### Data from a point labeling set
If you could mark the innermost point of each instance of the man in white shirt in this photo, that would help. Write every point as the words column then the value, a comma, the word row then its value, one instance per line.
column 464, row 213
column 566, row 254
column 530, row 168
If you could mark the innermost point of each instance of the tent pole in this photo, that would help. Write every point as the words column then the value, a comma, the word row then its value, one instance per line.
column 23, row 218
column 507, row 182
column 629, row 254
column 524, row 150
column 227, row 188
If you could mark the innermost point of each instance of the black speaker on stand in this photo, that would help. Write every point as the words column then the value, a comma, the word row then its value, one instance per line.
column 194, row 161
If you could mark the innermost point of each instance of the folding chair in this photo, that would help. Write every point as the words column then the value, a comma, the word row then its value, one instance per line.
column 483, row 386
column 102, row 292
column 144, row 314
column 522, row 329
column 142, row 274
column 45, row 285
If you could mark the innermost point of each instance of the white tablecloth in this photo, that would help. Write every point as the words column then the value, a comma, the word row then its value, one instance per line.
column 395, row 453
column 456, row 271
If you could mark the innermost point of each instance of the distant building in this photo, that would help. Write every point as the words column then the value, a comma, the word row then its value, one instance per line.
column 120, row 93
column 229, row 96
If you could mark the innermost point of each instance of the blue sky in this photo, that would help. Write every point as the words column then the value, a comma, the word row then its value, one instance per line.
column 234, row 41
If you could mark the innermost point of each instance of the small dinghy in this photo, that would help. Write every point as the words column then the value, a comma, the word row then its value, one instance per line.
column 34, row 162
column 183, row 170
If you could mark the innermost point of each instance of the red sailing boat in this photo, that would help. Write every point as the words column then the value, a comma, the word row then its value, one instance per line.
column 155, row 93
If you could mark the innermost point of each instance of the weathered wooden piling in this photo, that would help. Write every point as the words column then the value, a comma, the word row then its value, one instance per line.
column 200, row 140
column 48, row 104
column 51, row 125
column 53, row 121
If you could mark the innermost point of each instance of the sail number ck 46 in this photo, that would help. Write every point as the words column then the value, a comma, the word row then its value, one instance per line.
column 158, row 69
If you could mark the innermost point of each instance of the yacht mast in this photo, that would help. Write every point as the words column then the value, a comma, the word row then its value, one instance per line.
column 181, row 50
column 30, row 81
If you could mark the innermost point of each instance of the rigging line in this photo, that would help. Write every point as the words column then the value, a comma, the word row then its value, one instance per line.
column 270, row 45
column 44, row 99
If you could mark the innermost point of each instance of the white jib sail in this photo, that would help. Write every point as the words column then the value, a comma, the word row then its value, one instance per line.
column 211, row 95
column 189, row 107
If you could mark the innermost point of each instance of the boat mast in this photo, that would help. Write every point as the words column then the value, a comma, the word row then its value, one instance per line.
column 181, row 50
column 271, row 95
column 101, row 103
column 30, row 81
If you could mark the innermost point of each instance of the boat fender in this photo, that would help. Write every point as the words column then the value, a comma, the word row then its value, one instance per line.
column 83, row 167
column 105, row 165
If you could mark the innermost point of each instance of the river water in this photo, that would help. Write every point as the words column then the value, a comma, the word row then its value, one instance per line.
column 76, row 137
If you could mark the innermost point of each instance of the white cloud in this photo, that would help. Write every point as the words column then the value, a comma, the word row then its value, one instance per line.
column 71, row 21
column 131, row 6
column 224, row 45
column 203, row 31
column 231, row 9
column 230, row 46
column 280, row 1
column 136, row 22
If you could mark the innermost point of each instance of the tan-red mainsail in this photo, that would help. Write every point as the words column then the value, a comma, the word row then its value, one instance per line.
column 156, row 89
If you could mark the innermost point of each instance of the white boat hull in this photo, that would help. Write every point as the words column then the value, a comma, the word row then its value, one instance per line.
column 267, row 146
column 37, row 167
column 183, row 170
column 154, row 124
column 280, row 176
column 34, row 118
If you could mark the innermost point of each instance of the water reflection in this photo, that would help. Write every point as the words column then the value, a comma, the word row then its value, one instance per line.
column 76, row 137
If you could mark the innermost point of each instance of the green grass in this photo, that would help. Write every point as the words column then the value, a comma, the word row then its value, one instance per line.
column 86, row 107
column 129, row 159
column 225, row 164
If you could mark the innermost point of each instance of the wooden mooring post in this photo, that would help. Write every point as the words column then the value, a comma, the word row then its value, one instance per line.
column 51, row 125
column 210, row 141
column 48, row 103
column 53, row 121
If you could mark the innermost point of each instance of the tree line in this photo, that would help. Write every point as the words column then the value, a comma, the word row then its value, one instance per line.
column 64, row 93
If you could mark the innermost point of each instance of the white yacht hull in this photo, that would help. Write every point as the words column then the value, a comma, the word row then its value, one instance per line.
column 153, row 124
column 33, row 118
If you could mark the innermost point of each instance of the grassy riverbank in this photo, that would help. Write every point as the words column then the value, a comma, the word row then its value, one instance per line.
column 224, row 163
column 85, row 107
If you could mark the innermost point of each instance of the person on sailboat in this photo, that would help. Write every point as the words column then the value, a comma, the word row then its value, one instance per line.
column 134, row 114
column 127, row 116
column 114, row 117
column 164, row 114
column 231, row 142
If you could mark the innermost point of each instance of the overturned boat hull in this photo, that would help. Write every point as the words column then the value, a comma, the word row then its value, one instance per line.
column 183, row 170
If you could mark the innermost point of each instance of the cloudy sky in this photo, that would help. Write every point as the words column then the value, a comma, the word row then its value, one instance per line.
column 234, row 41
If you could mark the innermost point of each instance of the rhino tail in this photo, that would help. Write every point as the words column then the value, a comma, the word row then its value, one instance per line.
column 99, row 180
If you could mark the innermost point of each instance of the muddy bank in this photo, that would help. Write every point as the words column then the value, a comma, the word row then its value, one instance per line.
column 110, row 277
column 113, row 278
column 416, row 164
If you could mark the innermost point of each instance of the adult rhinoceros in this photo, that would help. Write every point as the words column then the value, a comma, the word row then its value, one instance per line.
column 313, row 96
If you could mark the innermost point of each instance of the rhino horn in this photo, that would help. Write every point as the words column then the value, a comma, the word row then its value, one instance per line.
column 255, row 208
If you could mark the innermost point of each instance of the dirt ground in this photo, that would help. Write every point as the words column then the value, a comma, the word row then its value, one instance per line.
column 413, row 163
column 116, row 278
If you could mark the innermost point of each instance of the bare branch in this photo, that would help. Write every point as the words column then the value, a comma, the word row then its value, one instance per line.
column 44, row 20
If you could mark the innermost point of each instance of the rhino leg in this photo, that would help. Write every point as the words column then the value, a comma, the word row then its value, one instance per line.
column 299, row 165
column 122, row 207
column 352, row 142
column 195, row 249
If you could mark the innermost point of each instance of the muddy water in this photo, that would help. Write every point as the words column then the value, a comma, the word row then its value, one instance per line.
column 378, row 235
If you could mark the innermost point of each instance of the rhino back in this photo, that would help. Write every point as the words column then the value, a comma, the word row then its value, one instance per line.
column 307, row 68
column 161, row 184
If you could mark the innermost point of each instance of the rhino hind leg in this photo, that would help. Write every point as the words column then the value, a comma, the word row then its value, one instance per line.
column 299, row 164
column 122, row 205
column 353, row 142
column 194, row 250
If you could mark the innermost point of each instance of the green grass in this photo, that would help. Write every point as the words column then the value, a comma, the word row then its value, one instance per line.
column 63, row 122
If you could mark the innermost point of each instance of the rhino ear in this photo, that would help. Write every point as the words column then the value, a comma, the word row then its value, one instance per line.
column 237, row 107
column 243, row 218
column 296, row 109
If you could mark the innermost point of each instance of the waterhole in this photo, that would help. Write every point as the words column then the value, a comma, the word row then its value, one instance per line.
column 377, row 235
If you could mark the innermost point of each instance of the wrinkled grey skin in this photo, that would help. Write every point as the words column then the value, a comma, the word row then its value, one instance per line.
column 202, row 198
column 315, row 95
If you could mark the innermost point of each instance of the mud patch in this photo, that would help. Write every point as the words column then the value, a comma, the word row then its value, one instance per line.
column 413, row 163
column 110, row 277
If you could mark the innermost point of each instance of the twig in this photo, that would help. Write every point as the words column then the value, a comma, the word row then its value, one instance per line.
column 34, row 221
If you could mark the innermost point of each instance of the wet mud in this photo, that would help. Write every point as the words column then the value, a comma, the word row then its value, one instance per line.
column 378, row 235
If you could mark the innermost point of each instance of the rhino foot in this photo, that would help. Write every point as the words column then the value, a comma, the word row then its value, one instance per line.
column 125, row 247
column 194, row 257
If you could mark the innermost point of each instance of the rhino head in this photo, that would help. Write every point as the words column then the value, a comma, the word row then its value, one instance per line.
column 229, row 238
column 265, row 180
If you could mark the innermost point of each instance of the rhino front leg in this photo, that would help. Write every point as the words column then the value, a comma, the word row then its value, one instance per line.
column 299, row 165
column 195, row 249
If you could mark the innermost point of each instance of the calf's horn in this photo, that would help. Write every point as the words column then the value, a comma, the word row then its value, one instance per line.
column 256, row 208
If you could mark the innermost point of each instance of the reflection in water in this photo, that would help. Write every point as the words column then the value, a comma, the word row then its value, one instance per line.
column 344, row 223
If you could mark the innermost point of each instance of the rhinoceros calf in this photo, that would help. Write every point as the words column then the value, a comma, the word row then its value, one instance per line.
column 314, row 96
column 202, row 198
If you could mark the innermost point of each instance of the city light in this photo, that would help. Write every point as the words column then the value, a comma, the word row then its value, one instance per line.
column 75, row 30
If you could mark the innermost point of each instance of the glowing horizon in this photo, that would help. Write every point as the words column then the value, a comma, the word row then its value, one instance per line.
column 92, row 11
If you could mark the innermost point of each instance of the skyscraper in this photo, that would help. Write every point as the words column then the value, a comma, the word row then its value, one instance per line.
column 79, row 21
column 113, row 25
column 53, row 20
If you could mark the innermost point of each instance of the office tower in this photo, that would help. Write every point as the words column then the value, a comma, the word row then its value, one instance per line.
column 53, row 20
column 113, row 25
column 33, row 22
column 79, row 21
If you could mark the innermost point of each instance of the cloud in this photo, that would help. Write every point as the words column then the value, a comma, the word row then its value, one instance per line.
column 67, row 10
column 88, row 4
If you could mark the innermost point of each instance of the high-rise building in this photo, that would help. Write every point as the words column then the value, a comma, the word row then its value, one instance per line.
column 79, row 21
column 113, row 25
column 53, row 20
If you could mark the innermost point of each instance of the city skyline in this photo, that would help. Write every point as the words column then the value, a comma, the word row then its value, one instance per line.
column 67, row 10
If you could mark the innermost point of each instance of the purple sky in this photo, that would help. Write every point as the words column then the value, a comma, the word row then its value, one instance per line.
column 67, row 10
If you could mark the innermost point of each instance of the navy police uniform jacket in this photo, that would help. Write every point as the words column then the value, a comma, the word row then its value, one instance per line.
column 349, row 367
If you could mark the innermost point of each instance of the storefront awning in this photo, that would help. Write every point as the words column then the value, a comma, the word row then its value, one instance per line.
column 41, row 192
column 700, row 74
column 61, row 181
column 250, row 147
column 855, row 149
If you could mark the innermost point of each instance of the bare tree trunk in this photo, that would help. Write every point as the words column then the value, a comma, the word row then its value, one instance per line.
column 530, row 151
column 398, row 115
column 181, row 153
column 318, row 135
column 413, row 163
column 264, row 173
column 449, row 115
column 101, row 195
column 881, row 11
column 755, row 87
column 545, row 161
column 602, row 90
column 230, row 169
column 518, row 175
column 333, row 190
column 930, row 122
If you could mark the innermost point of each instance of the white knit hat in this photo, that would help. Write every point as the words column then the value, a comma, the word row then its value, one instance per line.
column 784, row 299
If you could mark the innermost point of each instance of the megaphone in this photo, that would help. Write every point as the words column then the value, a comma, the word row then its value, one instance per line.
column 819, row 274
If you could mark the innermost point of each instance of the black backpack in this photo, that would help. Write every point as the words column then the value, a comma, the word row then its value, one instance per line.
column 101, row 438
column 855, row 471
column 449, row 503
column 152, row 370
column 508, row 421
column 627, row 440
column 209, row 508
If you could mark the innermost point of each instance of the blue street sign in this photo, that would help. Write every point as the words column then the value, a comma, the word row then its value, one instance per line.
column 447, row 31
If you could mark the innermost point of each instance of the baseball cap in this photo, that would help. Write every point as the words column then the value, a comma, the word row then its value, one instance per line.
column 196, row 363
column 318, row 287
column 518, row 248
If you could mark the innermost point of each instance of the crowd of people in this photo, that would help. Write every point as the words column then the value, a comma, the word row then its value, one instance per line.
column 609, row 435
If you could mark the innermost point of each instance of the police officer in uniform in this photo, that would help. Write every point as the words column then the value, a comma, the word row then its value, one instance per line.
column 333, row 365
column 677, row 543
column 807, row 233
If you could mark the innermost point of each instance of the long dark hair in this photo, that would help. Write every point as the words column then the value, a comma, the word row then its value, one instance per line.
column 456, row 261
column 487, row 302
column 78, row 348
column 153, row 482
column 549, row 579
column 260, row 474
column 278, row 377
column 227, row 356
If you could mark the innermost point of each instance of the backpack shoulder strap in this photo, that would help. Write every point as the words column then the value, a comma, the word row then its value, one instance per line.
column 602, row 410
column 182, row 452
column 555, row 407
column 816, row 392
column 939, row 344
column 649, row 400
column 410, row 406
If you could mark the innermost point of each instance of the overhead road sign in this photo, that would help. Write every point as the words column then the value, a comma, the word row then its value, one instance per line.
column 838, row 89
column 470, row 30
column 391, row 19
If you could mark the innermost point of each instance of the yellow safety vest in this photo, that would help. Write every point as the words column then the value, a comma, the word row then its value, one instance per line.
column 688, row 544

### Task objective
Rewrite the part of the data that opens with the line containing "the city light" and closes with the line containing "column 75, row 30", replacing "city light" with "street lamp" and leaving everything else unchanged.

### Answer for the task
If you could mark the innermost point of each instance of the street lamp in this photo, that would help. Write every point as the words column then the value, a comma, the word row then its value, one instance per line.
column 75, row 30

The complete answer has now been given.